----- Given records

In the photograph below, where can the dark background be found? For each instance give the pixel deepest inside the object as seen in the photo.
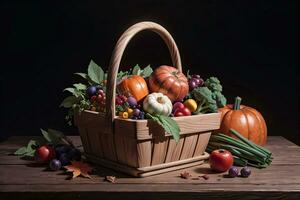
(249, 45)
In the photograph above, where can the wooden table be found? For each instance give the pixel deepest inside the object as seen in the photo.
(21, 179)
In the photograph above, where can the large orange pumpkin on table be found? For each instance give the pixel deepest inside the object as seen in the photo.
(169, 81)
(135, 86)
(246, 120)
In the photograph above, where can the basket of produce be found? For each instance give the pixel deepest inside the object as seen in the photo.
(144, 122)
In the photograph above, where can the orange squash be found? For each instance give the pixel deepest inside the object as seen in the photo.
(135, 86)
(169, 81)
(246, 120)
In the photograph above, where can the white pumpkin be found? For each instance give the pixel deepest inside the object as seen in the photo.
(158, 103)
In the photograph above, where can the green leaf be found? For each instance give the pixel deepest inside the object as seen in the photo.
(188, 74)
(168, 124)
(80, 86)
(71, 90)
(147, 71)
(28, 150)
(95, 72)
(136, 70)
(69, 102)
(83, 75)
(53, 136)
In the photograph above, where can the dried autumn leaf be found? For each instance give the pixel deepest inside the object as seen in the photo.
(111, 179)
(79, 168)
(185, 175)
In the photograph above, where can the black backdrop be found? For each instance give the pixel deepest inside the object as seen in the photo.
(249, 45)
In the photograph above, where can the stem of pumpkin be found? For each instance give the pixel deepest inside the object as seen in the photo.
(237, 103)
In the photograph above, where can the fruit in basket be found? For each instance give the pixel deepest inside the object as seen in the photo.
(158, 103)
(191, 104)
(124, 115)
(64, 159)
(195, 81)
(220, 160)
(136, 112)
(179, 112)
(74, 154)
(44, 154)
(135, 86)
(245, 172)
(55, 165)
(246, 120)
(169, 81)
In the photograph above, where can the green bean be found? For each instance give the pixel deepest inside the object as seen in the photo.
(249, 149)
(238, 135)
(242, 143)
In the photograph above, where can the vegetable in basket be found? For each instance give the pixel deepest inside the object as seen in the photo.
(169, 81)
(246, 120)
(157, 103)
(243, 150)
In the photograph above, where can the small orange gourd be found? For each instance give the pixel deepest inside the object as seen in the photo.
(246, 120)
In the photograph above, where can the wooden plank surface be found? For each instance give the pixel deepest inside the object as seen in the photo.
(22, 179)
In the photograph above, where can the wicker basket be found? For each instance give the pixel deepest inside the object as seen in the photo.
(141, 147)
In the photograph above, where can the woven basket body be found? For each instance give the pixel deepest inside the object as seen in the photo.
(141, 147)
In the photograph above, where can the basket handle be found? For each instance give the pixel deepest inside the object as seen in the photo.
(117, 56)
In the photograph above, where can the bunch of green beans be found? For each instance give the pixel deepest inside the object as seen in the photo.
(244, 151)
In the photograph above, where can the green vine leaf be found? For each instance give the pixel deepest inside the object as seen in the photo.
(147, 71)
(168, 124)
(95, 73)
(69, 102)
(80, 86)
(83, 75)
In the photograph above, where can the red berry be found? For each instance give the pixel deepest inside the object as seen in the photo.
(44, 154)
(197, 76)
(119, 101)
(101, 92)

----------
----- Given records

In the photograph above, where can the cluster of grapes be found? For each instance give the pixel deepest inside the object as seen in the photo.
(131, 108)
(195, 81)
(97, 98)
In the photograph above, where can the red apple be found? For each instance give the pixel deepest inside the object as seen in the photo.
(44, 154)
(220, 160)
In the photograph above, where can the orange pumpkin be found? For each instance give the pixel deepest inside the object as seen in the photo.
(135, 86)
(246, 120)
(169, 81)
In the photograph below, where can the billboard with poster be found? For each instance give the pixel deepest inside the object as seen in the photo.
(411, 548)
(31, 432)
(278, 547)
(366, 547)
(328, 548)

----------
----- Given records

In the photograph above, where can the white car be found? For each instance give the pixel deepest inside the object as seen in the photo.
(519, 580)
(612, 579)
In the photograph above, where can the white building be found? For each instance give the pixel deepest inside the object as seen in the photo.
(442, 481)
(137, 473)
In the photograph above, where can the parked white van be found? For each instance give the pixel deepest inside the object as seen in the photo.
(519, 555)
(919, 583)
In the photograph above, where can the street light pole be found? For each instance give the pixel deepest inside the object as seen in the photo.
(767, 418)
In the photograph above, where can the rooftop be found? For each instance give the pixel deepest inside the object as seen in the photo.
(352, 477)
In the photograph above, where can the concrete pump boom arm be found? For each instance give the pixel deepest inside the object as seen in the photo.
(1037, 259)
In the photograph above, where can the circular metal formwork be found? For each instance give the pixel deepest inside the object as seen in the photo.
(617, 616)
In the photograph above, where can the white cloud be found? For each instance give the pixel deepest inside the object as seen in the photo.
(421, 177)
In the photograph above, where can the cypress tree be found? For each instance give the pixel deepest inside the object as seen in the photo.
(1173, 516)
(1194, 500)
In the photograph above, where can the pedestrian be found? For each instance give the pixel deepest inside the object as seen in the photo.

----------

- [Challenge]:
Copy out only the part of the material that begins at the line containing "In the photograph above, where can the rooftop" and stops after the line containing "In the photograph above, where can the pedestrian", including both of those lines, word for word.

- [Solution for this problem]:
In the photograph above, where can the rooftop be found? For each instance give the pixel deepest inside the object as seen in the photo.
(352, 477)
In the photograph above, where can the concrete pump boom arm be found? For each instance give the pixel deepest inside the object as seen in the photo.
(1037, 259)
In the photograph above, where can the circular metal formwork be found? For each instance give the pixel deepest inside the object as seen in the photo.
(617, 616)
In the photograph above, where can the white cloud be found? For each instance give the pixel deepest inside the object as seen in the photo.
(421, 177)
In the photograph above, where can the cypress tree be found? For each instance give the pixel deepest inside the object as seen in the photo.
(1173, 516)
(1194, 500)
In the photograph above, where can the pedestrian be found? For each instance give the pixel deepest inside the object as seen in the photo.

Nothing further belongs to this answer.